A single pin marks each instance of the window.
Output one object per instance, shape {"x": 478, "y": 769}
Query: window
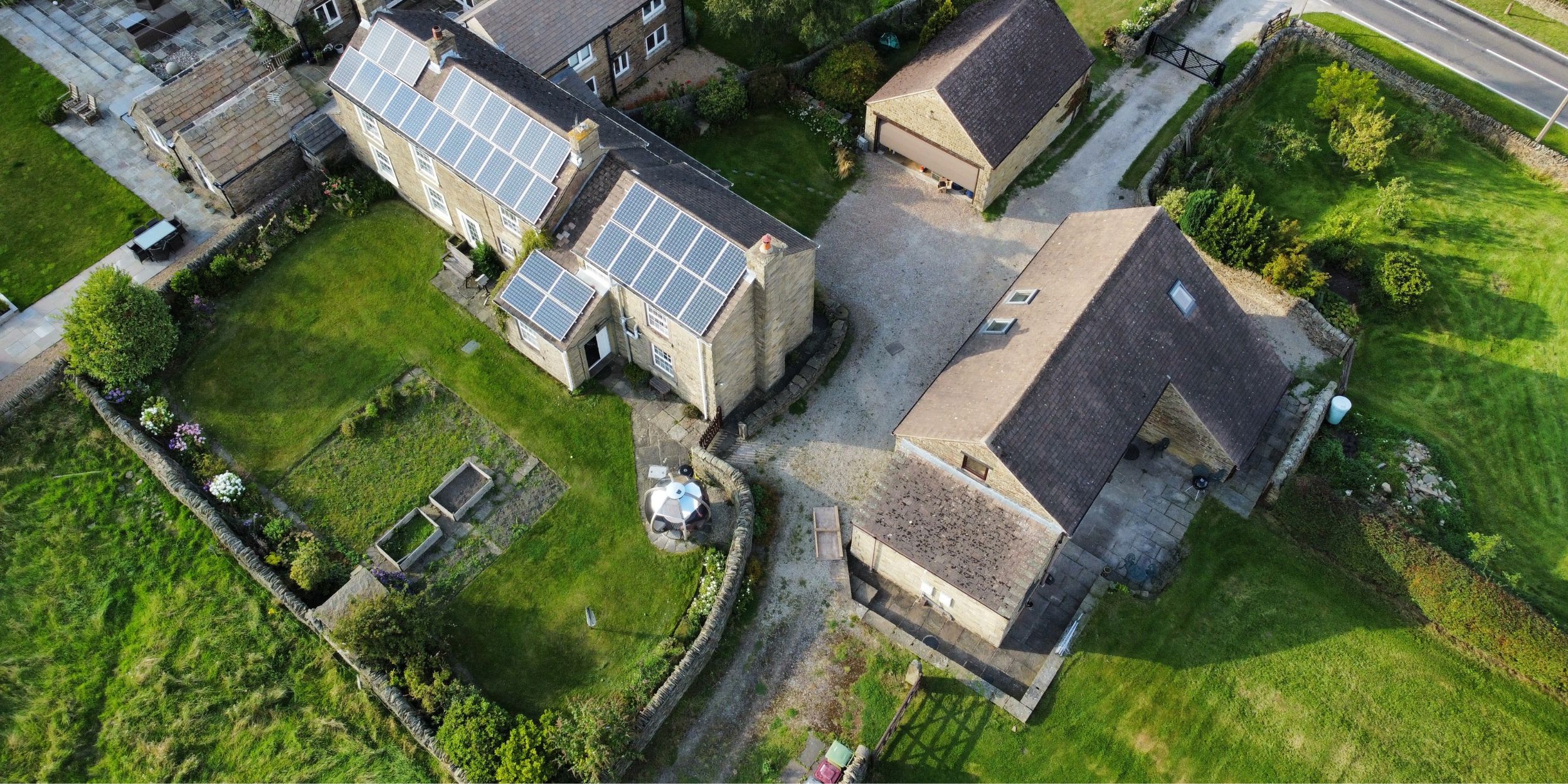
{"x": 998, "y": 327}
{"x": 657, "y": 322}
{"x": 384, "y": 165}
{"x": 664, "y": 363}
{"x": 582, "y": 58}
{"x": 327, "y": 13}
{"x": 510, "y": 221}
{"x": 976, "y": 469}
{"x": 427, "y": 168}
{"x": 438, "y": 204}
{"x": 1184, "y": 302}
{"x": 656, "y": 40}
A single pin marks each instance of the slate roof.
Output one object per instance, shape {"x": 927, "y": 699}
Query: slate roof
{"x": 1001, "y": 66}
{"x": 1067, "y": 389}
{"x": 203, "y": 87}
{"x": 541, "y": 33}
{"x": 955, "y": 532}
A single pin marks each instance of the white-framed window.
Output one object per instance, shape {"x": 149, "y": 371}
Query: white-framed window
{"x": 664, "y": 363}
{"x": 384, "y": 165}
{"x": 657, "y": 320}
{"x": 657, "y": 40}
{"x": 1184, "y": 300}
{"x": 422, "y": 162}
{"x": 510, "y": 221}
{"x": 582, "y": 58}
{"x": 327, "y": 13}
{"x": 438, "y": 204}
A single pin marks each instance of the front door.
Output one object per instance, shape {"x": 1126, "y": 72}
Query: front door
{"x": 598, "y": 349}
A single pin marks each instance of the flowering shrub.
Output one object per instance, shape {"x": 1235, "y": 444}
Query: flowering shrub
{"x": 226, "y": 487}
{"x": 156, "y": 416}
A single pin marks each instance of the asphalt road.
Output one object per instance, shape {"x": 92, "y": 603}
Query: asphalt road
{"x": 1518, "y": 68}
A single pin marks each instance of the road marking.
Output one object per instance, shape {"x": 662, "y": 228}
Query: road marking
{"x": 1418, "y": 16}
{"x": 1525, "y": 68}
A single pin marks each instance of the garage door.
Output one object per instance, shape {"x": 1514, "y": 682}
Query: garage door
{"x": 927, "y": 154}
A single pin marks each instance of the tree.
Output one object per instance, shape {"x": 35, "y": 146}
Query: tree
{"x": 1343, "y": 90}
{"x": 472, "y": 734}
{"x": 1363, "y": 139}
{"x": 118, "y": 331}
{"x": 1402, "y": 280}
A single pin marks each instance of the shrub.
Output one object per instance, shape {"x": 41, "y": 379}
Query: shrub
{"x": 472, "y": 734}
{"x": 1341, "y": 90}
{"x": 1363, "y": 139}
{"x": 1237, "y": 233}
{"x": 847, "y": 76}
{"x": 722, "y": 99}
{"x": 1402, "y": 280}
{"x": 118, "y": 331}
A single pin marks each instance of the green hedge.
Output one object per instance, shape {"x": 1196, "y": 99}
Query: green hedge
{"x": 1444, "y": 588}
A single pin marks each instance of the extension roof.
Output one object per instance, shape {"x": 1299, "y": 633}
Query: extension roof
{"x": 1001, "y": 66}
{"x": 1062, "y": 394}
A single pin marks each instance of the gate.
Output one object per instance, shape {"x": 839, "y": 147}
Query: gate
{"x": 1186, "y": 58}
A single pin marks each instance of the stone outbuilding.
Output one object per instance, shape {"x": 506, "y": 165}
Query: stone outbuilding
{"x": 1115, "y": 334}
{"x": 226, "y": 123}
{"x": 654, "y": 258}
{"x": 985, "y": 98}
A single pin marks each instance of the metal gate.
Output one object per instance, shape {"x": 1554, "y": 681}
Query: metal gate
{"x": 1186, "y": 58}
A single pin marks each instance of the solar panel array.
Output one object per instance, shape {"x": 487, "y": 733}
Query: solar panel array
{"x": 471, "y": 129}
{"x": 670, "y": 259}
{"x": 548, "y": 295}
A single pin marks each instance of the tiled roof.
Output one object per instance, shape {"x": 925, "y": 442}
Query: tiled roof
{"x": 1001, "y": 66}
{"x": 1062, "y": 394}
{"x": 540, "y": 33}
{"x": 203, "y": 87}
{"x": 955, "y": 532}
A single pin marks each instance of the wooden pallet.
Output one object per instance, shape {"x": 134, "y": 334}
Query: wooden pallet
{"x": 829, "y": 534}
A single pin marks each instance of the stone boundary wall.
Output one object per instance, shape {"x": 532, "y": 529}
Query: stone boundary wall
{"x": 839, "y": 330}
{"x": 686, "y": 673}
{"x": 177, "y": 482}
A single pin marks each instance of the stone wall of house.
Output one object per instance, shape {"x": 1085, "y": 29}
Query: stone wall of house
{"x": 177, "y": 482}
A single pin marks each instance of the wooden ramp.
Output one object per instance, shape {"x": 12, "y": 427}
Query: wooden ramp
{"x": 829, "y": 534}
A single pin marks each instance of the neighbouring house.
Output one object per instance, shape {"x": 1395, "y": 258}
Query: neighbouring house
{"x": 985, "y": 98}
{"x": 609, "y": 43}
{"x": 1117, "y": 333}
{"x": 226, "y": 123}
{"x": 654, "y": 258}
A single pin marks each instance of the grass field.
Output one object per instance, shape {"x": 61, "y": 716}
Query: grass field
{"x": 1258, "y": 664}
{"x": 1479, "y": 368}
{"x": 60, "y": 211}
{"x": 776, "y": 164}
{"x": 1488, "y": 102}
{"x": 137, "y": 650}
{"x": 350, "y": 308}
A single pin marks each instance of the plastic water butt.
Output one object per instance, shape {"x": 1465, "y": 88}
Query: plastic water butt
{"x": 1338, "y": 408}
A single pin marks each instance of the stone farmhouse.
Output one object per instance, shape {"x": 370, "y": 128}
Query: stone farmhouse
{"x": 1115, "y": 334}
{"x": 656, "y": 259}
{"x": 985, "y": 98}
{"x": 226, "y": 121}
{"x": 607, "y": 43}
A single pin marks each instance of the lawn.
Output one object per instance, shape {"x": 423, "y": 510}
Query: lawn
{"x": 1479, "y": 368}
{"x": 1473, "y": 93}
{"x": 58, "y": 209}
{"x": 776, "y": 164}
{"x": 137, "y": 650}
{"x": 1258, "y": 664}
{"x": 347, "y": 309}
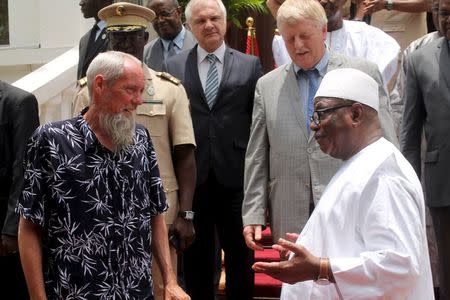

+++

# Instructions for the task:
Return, with no change at all, every line in the entries above from the line containing "A single pin marks each instance of the stone boundary" through the line containing "A single pin marks each instance of the stone farmhouse.".

# Expected answer:
A single pin marks each instance of the stone boundary wall.
Output one object per instance, shape {"x": 532, "y": 529}
Query: stone boundary wall
{"x": 839, "y": 330}
{"x": 686, "y": 673}
{"x": 177, "y": 482}
A single pin marks each instance of the stone wall of house.
Output one object per instance, shape {"x": 1085, "y": 29}
Query: stone wall of house
{"x": 177, "y": 482}
A single pin marks each instance of the wooden ramp.
Output one object per instance, shape {"x": 12, "y": 427}
Query: wooden ramp
{"x": 829, "y": 534}
A single pin marks each instance of the neighbouring house.
Output one object per instance, shape {"x": 1395, "y": 258}
Query: neighbouring house
{"x": 985, "y": 98}
{"x": 609, "y": 43}
{"x": 1117, "y": 333}
{"x": 226, "y": 123}
{"x": 654, "y": 258}
A single pin marks each instance of the grass field.
Output one object per instance, shape {"x": 61, "y": 716}
Query: grass field
{"x": 1258, "y": 664}
{"x": 1479, "y": 368}
{"x": 60, "y": 211}
{"x": 776, "y": 164}
{"x": 1488, "y": 102}
{"x": 137, "y": 650}
{"x": 350, "y": 308}
A single pin marks each instance of the plastic water butt.
Output one object per instance, shape {"x": 1465, "y": 88}
Query: plastic water butt
{"x": 1338, "y": 408}
A single pin marks each instance of the stone farmhouse.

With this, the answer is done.